TEXTO EM ESTUDO:
=====


    Por norma não adoro santos. Nem eu nem nenhum católico porque adoração está reservada a Deus. Apenas os veneramos.

    Quanto ao milagre em concreto, não tenho opinião. Acredito piamente em todos os milagres do Novo Testamento praticados pelo Senhor mas fora do Novo Testamento não tenho necessidade de acreditar e não me interesso por milagres, seja de que natureza forem. A minha espiritualidade não assenta em milagres e não necessita deles para alimentar a fé.

    A frase que citou do meu comentário é para mostrar que o que está em causa é a política e não a religião, conforme discuti esta tarde com o Ricardo Alves na caixa de comentários doutro blogue.

    Cordiais saudações

    Quanto

  • António Parente

    Caro Olhar Ateu

    Pelo seu raciocínio posso concluir, sem faltar à verdade, que o 25 de Abril foi ilegítimo e que se algum titular do regime deposto viesse reivindicar o poder teria toda a legitimidade para o fazer e os actuais detentores do poder deveriam apear-se sem demora. Aliás devíamos entregar Portugal a Castela dado que em 1385 e 1640 fomos contra a legalidade da altura. Posso também deduzir, que a primeira república foi ilegítima pois derrubou um regime legítimo. Posso concluir, finalmente, que o amigo Olhar Ateu é contra qualquer revolução ou revolta dado que coloca em causa a legitimidade do poder.

    Dado o exposto, não entendo como o Olhar Ateu critica (?) o poder em geral e o voto do Parlamento em particular dado que o dito tem toda a legitimidade para aprovar o que aprovou, sendo poder e ainda mais poder democrático.

    Cordialmente.

  • Olhar Ateu

    Caro António Parente

    Parece-me mais curial chamar antes acto revolucionário à acção de Nuno Álvares e companheiros. Foi nesse sentido que contestei a sua frase, que lida fora do contexto pode provocar leituras diversas, e nada mais, uma vez que a “legítima defesa” estava do lado castelhano.

=====

DADOS PARA ANÁLISE:
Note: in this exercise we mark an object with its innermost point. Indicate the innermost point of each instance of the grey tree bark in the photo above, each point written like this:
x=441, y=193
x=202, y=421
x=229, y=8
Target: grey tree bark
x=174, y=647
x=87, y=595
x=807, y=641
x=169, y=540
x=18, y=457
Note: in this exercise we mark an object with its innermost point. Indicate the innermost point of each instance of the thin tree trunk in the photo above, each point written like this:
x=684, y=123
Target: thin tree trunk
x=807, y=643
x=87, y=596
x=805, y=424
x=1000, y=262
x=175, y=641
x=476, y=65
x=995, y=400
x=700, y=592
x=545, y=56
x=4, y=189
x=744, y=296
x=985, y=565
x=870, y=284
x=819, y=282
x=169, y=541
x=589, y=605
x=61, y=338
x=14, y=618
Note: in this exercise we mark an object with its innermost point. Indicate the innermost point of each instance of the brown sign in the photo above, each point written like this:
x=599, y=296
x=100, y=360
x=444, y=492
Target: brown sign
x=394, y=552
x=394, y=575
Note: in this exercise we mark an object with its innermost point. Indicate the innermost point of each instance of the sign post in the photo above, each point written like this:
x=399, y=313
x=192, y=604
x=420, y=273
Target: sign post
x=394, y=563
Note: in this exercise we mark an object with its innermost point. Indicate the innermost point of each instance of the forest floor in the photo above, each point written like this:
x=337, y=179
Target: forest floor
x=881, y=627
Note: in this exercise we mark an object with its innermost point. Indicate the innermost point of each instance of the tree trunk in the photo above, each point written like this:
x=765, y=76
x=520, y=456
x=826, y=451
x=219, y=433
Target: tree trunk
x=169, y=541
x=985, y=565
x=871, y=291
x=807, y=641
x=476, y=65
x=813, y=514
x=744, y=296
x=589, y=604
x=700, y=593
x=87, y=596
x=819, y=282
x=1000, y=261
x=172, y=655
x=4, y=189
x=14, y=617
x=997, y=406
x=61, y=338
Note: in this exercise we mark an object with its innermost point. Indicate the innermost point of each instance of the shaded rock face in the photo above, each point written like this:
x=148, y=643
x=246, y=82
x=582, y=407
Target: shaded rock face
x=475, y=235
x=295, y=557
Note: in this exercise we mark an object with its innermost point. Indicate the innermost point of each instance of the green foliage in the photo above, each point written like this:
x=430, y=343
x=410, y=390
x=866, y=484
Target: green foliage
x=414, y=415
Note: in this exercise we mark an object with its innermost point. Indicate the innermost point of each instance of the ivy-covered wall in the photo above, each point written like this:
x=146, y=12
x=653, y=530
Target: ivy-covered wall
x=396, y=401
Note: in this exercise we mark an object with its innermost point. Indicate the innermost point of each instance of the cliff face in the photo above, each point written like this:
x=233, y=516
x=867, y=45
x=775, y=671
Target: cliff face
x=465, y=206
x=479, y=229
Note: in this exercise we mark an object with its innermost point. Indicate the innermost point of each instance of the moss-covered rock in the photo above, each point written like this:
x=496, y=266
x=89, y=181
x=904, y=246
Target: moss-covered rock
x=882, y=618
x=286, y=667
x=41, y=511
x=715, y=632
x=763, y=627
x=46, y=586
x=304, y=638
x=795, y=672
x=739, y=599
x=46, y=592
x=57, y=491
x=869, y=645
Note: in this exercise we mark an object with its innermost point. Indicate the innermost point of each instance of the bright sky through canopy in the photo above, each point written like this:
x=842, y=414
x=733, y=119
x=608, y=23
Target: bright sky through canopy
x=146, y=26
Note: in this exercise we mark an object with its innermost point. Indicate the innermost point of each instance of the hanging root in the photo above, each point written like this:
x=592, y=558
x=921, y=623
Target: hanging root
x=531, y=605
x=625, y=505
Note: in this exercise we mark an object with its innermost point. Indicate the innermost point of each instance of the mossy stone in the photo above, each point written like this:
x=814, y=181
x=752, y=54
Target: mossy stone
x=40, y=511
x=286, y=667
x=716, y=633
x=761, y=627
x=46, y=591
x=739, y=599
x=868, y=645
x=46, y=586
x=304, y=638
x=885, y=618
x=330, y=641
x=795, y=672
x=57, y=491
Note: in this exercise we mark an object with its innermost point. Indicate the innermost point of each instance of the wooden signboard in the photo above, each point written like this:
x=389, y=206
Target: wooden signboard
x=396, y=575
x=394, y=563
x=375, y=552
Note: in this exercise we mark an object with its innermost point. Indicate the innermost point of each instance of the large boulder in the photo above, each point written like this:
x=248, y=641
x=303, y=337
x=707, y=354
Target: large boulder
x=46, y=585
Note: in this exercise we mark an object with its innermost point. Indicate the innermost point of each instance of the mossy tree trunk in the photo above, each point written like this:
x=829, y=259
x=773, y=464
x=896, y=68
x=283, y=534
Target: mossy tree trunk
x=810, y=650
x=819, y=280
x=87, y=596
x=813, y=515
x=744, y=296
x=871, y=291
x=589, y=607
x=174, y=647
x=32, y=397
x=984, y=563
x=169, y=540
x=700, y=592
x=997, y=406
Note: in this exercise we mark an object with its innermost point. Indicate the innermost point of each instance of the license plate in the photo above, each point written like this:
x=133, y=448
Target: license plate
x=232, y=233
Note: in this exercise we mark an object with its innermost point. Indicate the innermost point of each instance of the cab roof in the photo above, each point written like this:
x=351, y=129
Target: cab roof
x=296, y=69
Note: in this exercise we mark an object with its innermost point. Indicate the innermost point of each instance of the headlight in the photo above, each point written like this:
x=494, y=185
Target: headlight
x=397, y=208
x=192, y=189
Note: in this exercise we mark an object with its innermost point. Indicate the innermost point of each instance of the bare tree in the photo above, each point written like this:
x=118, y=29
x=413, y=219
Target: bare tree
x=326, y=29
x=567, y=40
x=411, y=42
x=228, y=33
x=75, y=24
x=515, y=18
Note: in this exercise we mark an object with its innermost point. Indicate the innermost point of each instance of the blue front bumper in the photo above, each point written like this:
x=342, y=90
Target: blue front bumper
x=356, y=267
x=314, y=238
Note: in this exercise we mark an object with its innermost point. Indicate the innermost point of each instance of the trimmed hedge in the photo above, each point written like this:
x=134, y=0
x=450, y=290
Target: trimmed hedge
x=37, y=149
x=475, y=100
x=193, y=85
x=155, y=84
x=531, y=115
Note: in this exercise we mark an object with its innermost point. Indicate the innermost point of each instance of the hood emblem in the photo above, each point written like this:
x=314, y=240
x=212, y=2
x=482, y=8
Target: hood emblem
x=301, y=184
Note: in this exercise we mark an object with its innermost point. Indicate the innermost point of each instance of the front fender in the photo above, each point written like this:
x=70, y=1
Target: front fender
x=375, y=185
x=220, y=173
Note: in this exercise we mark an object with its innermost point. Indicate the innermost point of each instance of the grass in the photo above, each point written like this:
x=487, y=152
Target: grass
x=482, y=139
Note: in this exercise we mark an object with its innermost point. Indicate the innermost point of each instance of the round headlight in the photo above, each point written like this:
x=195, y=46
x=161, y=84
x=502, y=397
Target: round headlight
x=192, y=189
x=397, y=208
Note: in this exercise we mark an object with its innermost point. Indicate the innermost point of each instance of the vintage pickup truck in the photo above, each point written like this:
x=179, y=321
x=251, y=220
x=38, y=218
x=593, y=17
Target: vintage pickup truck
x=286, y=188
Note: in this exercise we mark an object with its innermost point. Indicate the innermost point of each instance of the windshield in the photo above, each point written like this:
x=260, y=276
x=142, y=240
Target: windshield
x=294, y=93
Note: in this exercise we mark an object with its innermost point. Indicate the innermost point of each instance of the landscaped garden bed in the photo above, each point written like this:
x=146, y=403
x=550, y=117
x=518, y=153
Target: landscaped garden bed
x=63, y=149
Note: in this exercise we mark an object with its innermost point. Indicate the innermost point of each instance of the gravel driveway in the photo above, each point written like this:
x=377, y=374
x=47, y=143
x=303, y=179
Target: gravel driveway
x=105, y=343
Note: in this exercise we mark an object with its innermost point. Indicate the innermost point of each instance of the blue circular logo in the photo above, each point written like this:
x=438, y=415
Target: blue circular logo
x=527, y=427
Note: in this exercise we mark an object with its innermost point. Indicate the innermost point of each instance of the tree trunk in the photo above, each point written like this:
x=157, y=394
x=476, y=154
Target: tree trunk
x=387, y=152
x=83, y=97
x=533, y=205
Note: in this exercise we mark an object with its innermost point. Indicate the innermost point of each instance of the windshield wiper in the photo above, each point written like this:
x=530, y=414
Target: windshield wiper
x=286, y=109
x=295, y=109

=====

Reproduza, sem qualquer alteração, o trecho do texto em estudo que vai de "Por norma não" a "comentários doutro blogue.". As entradas são material à parte, distinto do texto em estudo.

Por norma não adoro santos. Nem eu nem nenhum católico porque adoração está reservada a Deus. Apenas os veneramos.

    Quanto ao milagre em concreto, não tenho opinião. Acredito piamente em todos os milagres do Novo Testamento praticados pelo Senhor mas fora do Novo Testamento não tenho necessidade de acreditar e não me interesso por milagres, seja de que natureza forem. A minha espiritualidade não assenta em milagres e não necessita deles para alimentar a fé.

    A frase que citou do meu comentário é para mostrar que o que está em causa é a política e não a religião, conforme discuti esta tarde com o Ricardo Alves na caixa de comentários doutro blogue.